### ФРАГМЕНТ ТЕКСТА
* * *
На Западе опыт конкретизирующего «переворачивания» прежних отвлеченностей тоже имеет свою историю, но там это почти нормальная история в «железной клетке» капитализма со своими компенсациями, компромиссами и традициями так называемой буржуазной демократии; в странах с тоталитарным прошлым «приватизация», наступившая «после коммунизма и вместо него», очевидно, означает нечто совсем иное.

Приватизация жизненного мира и общественного сознания – не только и не просто изнанка глобализации; нет, это еще и человеческий, слишком человеческий ответ на утрату общего в обществе, на гротескно-комическую убыль «междучеловеческого», которое для того чтобы удержаться в общественном бытии, должно было крайне упроститься, институализироваться и формализоваться. Если, как теперь откровенно говорят, «каждый сам за себя», то в практиках творческого самовыражения, естественно, «каждый сам себе Хайдеггер»; ведь принцип окончательной / завершенной демократии явно подрывает всякие объективные критерии, включая здравый смысл. Коррупция, криминал и терроризм, которые были во все времена, сегодня – предметы общественного интереса и «оживляжа»: изнанки общественных событий сами стали как бы событиями. Чем больше слов об индивидуальном и «не похожем на других», тем заметнее (не только в рекламе) тенденция к стандартизации сознания и речи (не только публичной). Ведь для того чтобы сказать что-то «свое», я должен опираться на какую-то общезначимость и общепонятность, на «общный» для нас с вами язык мысли. Но это априорное условие возможности обращенной речи, «разговора» в условиях Конца Разговора – когда для того чтобы обсудить и разобраться, «поговорить», уже не хватает ни времени, ни места, ни повода, когда речь становится все более аутичной, «вообще моей», – при котором общение становится формальным: в лучшем случае публичный разговор сводится к «обмену мнений», в худшем – к «скандалу», а то и к драке. Эксцессов, впрочем, в последнее время стараются избежать, загоняя тем самым все противоречия внутрь, в «подпольную» сферу приватизировавшегося сознания, обобществленного и отъединенного в одно и то же время. Идеал всеобщего образования обернулся отсутствием элементарной грамотности, приватизацией правил: каждый пишет, как он слышит…

Эра индивида?

Насколько правомерно глобальную приватизацию определять, вслед за А. Рено, скорее позитивно в качестве «эры индивида»[133]? В ситуации Конца Разговора тезис об «эре индивида», резонно противостоявший в последние десятилетия прошлого века «теоретическому антигуманизму» в философии и гуманитарных науках[134], надо полагать, тоже сделался отвлеченностью, перестав быть отвлеченным.
* * *
Данные точечной разметки фотографий
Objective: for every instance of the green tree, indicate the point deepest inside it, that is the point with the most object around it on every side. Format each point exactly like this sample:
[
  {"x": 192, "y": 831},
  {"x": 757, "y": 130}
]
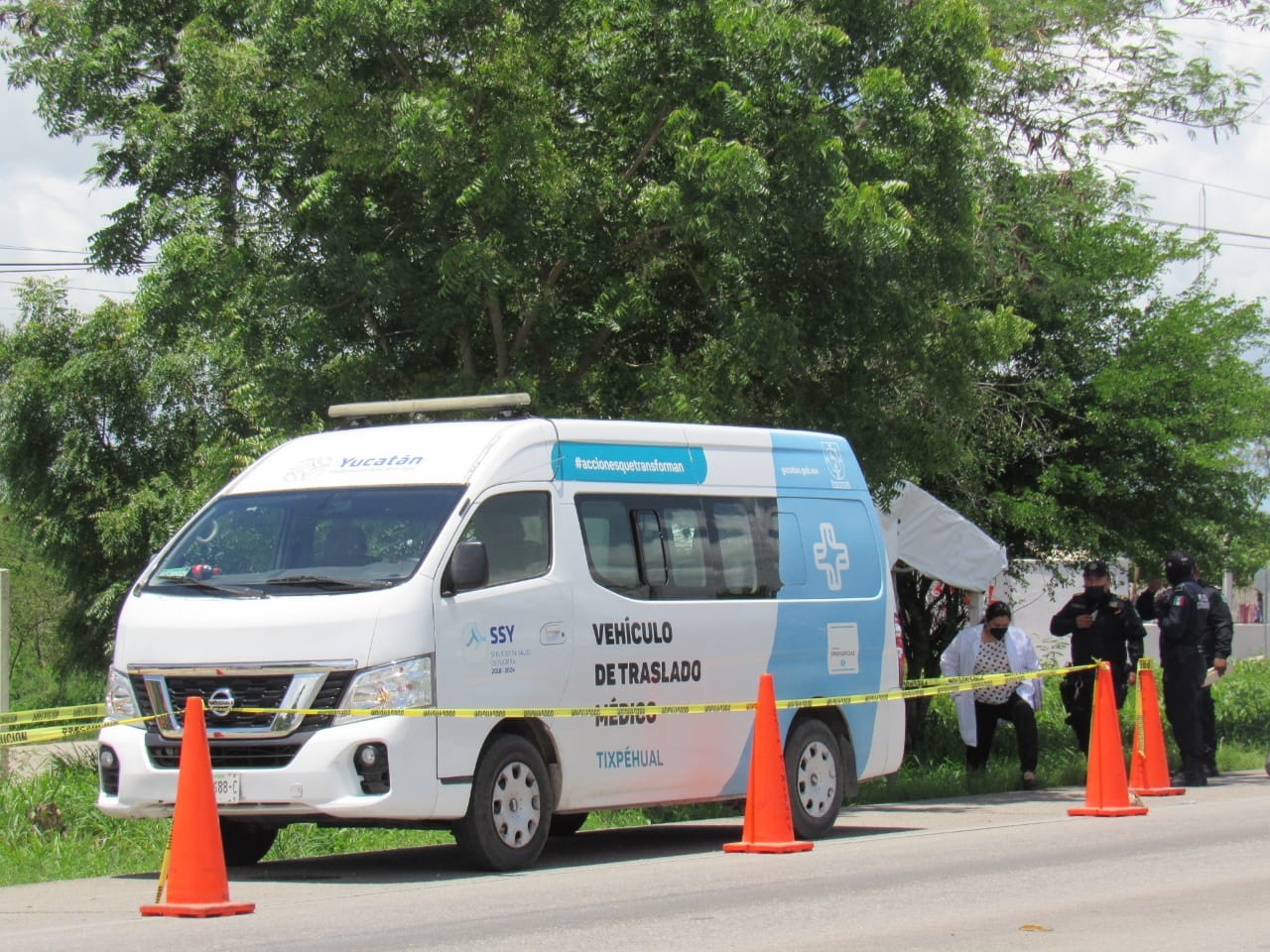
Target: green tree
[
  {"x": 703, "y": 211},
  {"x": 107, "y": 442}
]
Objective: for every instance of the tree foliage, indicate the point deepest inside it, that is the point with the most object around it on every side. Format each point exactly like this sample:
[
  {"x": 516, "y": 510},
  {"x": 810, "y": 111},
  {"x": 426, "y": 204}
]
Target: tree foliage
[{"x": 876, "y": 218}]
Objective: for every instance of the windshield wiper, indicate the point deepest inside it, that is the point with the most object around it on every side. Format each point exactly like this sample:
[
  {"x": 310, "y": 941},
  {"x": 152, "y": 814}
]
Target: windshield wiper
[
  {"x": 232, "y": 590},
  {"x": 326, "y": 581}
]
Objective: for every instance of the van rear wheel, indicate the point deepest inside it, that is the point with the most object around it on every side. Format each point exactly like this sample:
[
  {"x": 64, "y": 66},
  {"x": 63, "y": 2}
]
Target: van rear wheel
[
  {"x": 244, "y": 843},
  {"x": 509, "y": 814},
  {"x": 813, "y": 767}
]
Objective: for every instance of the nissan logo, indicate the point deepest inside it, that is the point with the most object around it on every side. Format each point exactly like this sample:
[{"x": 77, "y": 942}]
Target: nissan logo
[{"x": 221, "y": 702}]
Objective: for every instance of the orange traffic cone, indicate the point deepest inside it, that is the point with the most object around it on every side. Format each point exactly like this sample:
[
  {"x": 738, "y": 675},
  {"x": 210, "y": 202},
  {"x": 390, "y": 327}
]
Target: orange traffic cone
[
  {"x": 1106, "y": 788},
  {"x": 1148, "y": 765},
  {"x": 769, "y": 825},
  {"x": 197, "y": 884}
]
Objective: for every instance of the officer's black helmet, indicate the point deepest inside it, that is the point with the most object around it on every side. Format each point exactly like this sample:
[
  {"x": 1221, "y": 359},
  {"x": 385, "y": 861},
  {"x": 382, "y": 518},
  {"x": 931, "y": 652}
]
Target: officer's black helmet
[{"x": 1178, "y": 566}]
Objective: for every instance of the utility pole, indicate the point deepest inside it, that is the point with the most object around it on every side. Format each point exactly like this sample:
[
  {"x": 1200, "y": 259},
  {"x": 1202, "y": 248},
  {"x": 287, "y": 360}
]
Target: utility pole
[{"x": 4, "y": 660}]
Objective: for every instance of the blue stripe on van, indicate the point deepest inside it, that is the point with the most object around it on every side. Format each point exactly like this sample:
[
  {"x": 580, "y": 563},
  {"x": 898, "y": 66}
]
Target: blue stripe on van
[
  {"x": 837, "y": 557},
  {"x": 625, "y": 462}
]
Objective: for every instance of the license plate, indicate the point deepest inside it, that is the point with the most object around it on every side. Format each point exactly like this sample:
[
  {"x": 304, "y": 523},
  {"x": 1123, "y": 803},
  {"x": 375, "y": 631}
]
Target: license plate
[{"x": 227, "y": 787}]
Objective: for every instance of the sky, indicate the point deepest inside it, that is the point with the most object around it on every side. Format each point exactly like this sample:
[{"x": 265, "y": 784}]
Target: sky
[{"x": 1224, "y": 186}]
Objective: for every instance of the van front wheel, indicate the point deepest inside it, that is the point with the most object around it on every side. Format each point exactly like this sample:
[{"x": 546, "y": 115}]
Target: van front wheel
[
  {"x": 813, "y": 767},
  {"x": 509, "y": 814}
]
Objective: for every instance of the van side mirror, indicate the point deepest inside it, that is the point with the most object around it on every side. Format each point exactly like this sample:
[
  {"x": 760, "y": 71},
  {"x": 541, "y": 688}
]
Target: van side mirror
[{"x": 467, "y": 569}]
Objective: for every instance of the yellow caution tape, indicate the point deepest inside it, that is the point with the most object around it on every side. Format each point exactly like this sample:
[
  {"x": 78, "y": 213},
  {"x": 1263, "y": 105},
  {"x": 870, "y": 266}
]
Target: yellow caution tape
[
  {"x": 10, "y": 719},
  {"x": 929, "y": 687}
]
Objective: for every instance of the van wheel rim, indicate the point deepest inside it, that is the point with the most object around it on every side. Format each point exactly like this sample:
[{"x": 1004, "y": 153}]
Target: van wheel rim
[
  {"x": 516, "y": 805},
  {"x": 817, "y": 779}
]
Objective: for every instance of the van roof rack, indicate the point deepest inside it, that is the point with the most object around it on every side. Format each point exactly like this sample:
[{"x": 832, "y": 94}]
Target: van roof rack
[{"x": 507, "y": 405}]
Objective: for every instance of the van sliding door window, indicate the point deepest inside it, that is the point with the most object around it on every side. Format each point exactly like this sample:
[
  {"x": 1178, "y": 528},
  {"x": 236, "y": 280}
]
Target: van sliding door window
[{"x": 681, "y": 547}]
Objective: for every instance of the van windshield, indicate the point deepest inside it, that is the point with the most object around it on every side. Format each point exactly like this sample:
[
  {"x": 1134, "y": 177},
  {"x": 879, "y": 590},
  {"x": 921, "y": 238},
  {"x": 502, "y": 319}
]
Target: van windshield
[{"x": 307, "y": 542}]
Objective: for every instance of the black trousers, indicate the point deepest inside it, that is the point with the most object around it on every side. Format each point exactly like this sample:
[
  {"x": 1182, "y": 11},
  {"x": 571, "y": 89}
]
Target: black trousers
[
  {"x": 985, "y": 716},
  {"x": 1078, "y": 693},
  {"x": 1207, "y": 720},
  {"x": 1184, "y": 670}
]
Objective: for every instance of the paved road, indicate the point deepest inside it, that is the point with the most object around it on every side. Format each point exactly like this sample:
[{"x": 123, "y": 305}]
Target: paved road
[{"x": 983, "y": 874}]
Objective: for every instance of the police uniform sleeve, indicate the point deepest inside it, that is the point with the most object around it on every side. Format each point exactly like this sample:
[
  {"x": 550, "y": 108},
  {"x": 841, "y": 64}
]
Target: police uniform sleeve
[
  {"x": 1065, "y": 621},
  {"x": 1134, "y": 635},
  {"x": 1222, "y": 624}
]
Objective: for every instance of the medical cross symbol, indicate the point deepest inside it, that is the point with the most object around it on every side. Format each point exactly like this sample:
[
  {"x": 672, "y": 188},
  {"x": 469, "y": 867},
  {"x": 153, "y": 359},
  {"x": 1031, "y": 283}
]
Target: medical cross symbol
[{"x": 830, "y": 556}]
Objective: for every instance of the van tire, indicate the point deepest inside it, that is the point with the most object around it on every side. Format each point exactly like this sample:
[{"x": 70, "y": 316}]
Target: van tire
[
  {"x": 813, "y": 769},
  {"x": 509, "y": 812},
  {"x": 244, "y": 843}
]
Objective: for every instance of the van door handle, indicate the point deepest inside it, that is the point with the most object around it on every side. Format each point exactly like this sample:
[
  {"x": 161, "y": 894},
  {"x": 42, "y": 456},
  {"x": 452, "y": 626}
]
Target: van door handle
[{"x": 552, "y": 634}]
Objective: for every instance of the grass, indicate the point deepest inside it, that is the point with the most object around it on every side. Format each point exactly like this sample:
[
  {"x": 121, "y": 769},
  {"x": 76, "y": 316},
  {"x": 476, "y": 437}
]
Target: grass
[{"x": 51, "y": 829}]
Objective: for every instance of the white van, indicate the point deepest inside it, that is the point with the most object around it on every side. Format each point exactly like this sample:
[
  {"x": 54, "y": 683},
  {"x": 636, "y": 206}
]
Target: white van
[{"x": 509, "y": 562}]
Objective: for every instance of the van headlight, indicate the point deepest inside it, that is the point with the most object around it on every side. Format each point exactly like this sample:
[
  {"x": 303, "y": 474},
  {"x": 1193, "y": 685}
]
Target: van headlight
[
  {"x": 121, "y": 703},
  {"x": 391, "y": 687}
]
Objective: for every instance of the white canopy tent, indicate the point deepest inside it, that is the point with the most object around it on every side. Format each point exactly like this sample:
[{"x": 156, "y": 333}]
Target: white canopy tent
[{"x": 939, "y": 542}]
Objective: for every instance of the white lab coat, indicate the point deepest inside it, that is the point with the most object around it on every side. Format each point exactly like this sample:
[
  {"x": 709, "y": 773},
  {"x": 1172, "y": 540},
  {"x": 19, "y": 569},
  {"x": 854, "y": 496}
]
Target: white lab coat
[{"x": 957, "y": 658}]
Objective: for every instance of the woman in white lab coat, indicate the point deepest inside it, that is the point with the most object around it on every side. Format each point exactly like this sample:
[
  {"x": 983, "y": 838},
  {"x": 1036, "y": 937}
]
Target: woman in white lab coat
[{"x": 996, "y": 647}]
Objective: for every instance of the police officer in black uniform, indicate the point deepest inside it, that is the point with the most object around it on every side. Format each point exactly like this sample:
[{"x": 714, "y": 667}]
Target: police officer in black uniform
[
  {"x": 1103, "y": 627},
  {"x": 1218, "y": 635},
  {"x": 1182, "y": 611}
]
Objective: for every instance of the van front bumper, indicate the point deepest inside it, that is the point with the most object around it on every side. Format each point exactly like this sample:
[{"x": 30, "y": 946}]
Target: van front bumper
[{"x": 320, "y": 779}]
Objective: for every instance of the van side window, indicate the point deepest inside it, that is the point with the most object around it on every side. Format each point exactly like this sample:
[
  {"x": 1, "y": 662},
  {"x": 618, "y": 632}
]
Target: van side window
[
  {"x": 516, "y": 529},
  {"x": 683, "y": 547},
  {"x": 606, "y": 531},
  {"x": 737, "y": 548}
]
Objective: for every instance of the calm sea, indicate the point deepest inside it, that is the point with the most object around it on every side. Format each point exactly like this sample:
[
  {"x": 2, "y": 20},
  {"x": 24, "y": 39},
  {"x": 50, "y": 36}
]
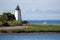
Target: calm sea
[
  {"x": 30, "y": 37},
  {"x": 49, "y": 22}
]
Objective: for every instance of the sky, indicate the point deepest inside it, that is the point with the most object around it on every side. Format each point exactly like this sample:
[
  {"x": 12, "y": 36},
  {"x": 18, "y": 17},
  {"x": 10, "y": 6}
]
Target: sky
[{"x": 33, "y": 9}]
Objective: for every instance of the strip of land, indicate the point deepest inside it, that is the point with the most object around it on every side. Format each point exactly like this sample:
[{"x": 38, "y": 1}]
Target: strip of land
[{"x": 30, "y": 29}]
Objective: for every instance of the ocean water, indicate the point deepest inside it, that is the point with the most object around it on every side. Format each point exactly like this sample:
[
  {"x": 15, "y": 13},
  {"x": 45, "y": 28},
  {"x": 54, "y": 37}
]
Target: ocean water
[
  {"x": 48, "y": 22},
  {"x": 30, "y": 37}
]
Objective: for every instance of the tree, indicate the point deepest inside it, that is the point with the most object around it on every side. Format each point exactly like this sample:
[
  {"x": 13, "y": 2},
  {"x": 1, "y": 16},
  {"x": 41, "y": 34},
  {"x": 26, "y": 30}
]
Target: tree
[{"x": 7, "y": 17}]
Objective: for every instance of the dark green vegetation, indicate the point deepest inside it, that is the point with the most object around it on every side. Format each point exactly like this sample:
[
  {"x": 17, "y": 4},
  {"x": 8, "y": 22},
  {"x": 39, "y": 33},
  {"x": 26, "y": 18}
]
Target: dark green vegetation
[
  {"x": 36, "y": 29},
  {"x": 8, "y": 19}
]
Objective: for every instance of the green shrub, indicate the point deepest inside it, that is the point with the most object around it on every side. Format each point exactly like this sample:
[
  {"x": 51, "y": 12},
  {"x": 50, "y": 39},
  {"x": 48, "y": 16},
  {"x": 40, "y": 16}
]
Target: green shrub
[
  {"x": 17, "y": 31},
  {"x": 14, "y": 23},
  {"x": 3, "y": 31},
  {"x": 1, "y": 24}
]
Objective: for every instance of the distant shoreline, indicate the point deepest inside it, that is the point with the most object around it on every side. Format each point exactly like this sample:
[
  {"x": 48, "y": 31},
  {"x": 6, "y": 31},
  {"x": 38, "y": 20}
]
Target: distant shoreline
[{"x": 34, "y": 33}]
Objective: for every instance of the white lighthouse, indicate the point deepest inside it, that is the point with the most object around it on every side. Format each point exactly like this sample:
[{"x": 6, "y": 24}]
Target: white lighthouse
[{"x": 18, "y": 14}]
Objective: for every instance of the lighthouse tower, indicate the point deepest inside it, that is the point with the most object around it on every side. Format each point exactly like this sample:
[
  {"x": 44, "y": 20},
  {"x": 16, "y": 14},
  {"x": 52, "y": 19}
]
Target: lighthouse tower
* * *
### ЗАДАНИЕ
Перескажите фрагмент о приватизации общественного сознания в двух предложениях.

### ПОЛНЫЙ ОТВЕТ
Приватизация жизненного мира и общественного сознания, наступившая в странах с тоталитарным прошлым «после коммунизма и вместо него», означает там нечто иное, чем на Западе, и служит не только изнанкой глобализации, но и человеческим ответом на утрату общего в обществе. В условиях Конца Разговора общение становится формальным, сознание и речь стандартизируются, а тезис об «эре индивида» тоже сделался отвлеченностью.